-- START OF Passage provided --

Also, when a change to your toolbar changes your filter functionality, that's a problem, too. That's a true story, by the way.
In general, when people aren't available when you need them, thief two is stealing things from you.
So something to do about it. Show of hands, how many of you have a dependency matrix?
One. I thought all these hands would go up.
Okay. Those of you, maybe there's some in the back. I forgot that I won't be able to see people with the lights here.
Of those of you who have a dependency matrix, keep your hands up if they involve string. Okay. Keep your hands up if they're still currently accurate.
All right. So this is for if you're struggling with dependencies.
The hardest thing we do is communicate across teams. And when a bunch of small teams, like two-pizza teams, these small teams with lots of dependencies between them, how much time is being spent coordinating?
I know we like small teams because they can move fast. That's true. But just realize that by having small teams move fast individually, you're paying a price of not moving very fast as a whole organization.
On this board here, we're just exposing the dependencies. We're just asking the question.
The first swim lane there is for expedites or unplanned work. We see this a lot on boards where we've got a lane for incidents or emergencies that need to flow through really quickly. And then here we've just got a lane to call out high-risk dependencies and maybe show how long that they've been waiting.

-- END OF Passage provided --
-- START OF Recorded information --

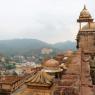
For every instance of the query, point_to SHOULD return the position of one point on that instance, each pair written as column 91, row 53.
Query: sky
column 51, row 21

-- END OF Recorded information --

__Set tasks__.
1) Answer these questions about the talk transcript on team dependencies:
(a) According to the transcript, when is thief two stealing things from you?
(b) How many people raised a hand when asked who has a dependency matrix?
(c) What is the first swim lane on the board for?
2) In the talk transcript, take the part that opens with "I know we like" and closes with "a whole organization.", and write it out again with "small teams" switched to "tiny squads".

__Final answers__.
1)
(a) When people aren't available when you need them.
(b) One.
(c) Expedites or unplanned work.

2)
I know we like tiny squads because they can move fast. That's true. But just realize that by having tiny squads move fast individually, you're paying a price of not moving very fast as a whole organization.